● **Dataset entries**:
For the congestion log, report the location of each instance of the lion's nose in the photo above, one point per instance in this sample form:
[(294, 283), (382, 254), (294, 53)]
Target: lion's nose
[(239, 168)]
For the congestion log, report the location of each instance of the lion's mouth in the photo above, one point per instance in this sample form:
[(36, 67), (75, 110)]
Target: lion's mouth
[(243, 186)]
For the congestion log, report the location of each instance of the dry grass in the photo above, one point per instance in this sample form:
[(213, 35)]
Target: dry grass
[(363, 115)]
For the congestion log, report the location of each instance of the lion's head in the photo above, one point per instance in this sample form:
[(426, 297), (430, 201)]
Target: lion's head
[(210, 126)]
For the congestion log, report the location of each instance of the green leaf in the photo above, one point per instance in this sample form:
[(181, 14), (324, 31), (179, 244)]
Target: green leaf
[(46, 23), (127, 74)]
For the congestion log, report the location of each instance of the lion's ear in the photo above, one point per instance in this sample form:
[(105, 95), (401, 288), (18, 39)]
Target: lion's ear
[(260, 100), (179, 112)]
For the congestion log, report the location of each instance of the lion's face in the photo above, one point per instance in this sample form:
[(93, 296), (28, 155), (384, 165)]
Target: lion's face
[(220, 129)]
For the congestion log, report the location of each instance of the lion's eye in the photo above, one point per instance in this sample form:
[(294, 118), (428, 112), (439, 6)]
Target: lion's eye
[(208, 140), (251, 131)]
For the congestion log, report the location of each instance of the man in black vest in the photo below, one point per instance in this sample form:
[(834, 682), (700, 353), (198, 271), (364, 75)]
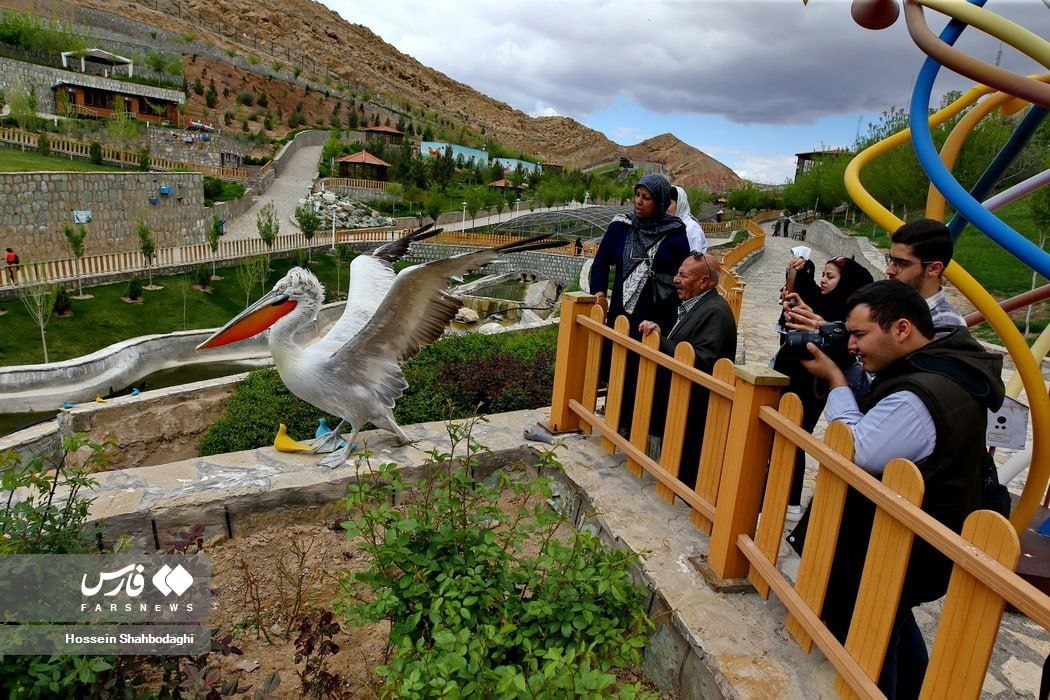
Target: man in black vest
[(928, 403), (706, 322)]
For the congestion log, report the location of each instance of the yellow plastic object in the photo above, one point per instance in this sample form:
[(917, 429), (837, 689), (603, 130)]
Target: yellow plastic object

...

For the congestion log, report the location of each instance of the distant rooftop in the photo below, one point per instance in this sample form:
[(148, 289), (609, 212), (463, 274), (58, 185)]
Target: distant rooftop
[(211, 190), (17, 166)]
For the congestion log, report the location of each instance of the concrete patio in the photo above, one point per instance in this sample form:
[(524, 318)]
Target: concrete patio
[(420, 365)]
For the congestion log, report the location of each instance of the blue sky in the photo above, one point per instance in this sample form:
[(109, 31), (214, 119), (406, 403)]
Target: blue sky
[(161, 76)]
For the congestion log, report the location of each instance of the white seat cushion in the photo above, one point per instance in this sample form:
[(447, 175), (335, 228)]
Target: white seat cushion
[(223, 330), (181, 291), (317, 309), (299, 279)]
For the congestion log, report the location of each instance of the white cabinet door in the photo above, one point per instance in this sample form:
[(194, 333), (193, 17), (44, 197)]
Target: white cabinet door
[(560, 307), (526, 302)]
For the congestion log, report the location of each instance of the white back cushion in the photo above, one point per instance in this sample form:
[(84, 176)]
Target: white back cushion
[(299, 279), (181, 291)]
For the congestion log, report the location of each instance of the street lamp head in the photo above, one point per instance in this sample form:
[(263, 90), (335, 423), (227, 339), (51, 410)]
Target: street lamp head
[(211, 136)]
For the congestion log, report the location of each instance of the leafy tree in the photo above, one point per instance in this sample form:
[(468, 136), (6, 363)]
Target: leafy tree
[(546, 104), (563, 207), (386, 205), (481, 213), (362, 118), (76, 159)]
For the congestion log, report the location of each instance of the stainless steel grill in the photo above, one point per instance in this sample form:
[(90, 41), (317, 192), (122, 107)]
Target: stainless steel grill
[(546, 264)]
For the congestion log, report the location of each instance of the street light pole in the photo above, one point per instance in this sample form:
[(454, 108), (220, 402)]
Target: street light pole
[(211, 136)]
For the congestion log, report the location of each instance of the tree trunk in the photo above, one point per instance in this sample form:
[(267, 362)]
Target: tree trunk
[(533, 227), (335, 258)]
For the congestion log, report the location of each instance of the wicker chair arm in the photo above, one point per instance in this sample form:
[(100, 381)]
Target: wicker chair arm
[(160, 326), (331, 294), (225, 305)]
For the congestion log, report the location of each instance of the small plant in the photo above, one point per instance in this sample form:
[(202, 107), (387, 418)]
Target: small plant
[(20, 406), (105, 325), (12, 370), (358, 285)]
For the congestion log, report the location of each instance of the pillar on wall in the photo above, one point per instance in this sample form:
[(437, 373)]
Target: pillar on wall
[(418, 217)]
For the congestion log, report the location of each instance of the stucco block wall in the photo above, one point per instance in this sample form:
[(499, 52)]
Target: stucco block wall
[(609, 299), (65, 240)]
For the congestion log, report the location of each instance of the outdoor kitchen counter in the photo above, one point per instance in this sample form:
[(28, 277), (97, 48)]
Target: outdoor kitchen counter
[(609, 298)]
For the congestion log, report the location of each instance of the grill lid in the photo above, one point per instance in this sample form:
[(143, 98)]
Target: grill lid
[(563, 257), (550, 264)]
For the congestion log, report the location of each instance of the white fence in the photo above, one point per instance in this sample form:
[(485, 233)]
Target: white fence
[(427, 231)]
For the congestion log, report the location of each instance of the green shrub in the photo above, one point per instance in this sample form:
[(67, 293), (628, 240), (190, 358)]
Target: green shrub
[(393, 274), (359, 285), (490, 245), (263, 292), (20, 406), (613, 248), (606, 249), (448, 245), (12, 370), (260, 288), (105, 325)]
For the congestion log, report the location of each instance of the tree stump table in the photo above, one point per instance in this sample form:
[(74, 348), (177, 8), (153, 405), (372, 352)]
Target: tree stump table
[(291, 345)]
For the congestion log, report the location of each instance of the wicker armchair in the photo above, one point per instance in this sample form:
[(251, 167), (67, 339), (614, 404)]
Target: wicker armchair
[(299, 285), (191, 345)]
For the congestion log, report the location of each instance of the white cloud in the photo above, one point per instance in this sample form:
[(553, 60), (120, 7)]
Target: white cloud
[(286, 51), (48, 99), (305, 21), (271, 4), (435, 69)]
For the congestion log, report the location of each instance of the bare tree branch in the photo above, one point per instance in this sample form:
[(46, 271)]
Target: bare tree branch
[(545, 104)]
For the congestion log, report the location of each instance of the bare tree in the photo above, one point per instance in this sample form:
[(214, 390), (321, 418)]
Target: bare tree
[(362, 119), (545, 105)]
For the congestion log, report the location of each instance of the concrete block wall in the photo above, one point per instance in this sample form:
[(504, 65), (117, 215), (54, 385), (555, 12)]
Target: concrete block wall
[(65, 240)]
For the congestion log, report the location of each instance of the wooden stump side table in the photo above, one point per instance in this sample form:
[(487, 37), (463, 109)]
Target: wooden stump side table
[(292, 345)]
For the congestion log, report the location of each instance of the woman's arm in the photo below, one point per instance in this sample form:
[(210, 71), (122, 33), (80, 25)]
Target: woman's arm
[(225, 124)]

● **Instructions for the task**: In the entries above, find the line with "the lion's nose" and the line with "[(36, 67), (75, 110)]", then restate word for word both of them and every line between, with nothing more.

● **Answer to this problem**:
For the congestion log, report the location of each instance of the lion's nose in the photo above, one point per instance in this sample form:
[(294, 283), (382, 254), (294, 53)]
Target: lion's nose
[(239, 168)]
For the congestion log, report the location of each instance of the lion's mouth in the photo above, one point per instance in this sample form:
[(36, 67), (75, 110)]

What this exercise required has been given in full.